Consigne — Selon l'extrait de la page sur le Prix de Rome de musique, en quelle année Ravel ne fut-il pas autorisé à concourir ?

Extrait de la page —

☆ ☆ ☆ ☆ ☆ ☆ ☆

C’est l’un des mérites de l’ouvrage de démonter ces clichés : le Concours du Prix de Rome de musique a fait preuve d’une certaine clairvoyance dans sa sélection et souvent aiguillonné le tempérament des jeunes élus. Alors que la plupart des "Prix de Rome" de peinture sont des pompiers, très rares sont les grands compositeurs français du XIXe siècle à n’avoir pas réussi à décrocher le gros lot. Certes, ce ne fut pas toujours du premier coup (Berlioz, Saint-Saëns), mais cela démontre l’estime qu’ils attachaient au jugement de l’Académie et leur volonté farouche de faire partie du sérail. (L’"affaire Ravel" — après trois tentatives infructueuses, le compositeur ne fut pas autorisé à concourir en 1905 — est mentionnée dans plusieurs articles comme le scandale du concours.)

☆ ☆ ☆ ☆ ☆ ☆ ☆

Lignes de données —
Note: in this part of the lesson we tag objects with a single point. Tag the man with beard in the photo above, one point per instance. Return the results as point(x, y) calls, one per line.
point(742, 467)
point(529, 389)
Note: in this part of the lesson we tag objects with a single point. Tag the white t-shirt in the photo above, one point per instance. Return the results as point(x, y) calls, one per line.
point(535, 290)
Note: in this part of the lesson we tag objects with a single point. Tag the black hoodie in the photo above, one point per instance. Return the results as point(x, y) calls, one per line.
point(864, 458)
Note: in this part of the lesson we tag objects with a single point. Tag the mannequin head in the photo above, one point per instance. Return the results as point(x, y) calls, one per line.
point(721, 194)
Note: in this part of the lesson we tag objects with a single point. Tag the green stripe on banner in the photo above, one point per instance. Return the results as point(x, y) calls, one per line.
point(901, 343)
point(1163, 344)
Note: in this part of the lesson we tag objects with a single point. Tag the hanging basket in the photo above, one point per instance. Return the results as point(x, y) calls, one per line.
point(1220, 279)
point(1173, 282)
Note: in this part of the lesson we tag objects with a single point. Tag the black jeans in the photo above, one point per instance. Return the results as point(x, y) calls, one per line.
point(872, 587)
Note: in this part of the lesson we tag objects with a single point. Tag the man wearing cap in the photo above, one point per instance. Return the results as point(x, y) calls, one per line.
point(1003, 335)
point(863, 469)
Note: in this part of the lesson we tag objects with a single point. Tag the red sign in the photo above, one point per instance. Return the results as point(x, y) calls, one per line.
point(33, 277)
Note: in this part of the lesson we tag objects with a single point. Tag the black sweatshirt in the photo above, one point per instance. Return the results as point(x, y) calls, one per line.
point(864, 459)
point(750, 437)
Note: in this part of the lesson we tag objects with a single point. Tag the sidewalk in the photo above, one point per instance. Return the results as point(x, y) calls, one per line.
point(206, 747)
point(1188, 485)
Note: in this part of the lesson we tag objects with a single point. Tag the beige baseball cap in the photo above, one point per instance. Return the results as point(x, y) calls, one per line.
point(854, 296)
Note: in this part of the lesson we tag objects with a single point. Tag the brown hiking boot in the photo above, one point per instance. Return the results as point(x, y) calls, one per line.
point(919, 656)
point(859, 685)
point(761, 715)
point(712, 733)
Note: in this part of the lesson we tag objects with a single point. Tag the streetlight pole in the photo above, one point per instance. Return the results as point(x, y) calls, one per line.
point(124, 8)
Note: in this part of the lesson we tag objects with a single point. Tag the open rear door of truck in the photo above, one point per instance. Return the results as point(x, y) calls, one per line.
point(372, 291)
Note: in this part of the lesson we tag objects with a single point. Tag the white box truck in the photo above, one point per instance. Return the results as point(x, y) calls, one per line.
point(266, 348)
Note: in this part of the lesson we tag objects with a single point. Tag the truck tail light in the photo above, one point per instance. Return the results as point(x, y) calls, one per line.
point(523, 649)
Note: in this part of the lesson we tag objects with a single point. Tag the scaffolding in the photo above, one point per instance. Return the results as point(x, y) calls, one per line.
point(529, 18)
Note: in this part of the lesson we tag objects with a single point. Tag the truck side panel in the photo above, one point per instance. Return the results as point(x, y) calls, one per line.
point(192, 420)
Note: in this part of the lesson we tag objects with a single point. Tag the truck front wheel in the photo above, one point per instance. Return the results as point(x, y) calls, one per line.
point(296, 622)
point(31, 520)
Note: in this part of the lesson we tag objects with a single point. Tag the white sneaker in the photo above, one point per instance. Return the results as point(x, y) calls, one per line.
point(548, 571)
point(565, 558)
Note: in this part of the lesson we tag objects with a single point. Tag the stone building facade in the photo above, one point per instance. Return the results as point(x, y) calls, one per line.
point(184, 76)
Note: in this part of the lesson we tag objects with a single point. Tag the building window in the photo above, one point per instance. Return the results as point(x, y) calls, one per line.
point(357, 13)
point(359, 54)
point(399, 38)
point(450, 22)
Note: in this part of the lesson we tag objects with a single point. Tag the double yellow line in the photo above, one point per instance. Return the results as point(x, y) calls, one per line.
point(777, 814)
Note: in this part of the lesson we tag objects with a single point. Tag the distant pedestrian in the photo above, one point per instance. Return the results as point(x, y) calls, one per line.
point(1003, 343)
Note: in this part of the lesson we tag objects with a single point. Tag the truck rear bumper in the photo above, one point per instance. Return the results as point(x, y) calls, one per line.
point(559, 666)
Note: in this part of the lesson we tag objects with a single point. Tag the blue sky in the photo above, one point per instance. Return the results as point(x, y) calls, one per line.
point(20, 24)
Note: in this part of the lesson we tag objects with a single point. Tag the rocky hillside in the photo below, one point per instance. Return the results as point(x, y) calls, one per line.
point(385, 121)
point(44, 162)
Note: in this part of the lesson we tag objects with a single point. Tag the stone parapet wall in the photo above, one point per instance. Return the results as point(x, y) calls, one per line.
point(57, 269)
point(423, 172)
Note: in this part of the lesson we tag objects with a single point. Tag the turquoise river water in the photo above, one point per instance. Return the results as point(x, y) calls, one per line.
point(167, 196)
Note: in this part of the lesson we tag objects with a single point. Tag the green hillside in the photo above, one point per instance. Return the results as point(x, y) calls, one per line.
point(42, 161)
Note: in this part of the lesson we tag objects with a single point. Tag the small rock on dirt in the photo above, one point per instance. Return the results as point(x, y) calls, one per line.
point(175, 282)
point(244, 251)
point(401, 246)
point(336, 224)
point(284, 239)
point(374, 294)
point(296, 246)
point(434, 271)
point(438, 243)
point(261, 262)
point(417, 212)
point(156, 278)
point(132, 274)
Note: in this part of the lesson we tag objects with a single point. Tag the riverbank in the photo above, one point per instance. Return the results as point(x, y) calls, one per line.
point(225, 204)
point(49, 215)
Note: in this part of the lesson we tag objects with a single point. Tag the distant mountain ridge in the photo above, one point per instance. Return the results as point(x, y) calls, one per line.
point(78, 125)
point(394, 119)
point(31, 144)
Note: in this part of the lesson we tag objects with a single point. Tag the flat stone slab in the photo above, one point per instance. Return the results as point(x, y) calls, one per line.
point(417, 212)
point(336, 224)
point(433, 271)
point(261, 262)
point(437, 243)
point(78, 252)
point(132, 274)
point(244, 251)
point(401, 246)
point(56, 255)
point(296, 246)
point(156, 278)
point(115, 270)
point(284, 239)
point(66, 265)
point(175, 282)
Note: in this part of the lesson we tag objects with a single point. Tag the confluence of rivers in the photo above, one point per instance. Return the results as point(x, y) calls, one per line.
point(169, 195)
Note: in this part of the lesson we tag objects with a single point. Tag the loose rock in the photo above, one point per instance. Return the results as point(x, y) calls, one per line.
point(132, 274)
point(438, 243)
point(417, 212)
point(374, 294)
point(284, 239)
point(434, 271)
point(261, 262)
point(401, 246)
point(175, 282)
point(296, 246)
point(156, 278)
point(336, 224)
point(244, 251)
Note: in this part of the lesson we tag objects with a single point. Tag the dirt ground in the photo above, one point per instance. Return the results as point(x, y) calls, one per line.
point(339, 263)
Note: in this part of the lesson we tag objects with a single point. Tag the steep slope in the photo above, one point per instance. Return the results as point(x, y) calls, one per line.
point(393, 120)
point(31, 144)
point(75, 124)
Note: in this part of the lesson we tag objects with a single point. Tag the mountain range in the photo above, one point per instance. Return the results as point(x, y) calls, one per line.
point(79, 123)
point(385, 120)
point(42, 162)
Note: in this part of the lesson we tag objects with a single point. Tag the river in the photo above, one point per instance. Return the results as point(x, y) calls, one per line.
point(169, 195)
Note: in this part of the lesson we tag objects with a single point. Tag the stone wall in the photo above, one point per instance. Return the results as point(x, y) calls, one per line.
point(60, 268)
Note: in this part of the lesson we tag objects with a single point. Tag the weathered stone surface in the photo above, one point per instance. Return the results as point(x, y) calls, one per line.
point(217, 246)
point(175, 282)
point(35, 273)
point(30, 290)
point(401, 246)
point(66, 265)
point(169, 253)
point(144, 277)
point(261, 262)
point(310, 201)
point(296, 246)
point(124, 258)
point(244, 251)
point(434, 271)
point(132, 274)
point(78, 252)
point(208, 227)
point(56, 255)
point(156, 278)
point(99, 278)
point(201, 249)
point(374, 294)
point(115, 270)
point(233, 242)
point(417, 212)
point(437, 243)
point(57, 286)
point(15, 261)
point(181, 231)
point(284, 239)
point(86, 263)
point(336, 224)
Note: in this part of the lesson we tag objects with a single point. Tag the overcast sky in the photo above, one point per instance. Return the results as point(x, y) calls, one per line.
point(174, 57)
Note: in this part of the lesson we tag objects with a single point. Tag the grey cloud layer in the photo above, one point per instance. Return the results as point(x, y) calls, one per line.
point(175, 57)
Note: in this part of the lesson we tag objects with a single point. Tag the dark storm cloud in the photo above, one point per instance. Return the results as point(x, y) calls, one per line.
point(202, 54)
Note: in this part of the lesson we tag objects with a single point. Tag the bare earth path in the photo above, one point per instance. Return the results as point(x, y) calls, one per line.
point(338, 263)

☆ ☆ ☆ ☆ ☆ ☆ ☆

Corrigé — En 1905, après trois tentatives infructueuses.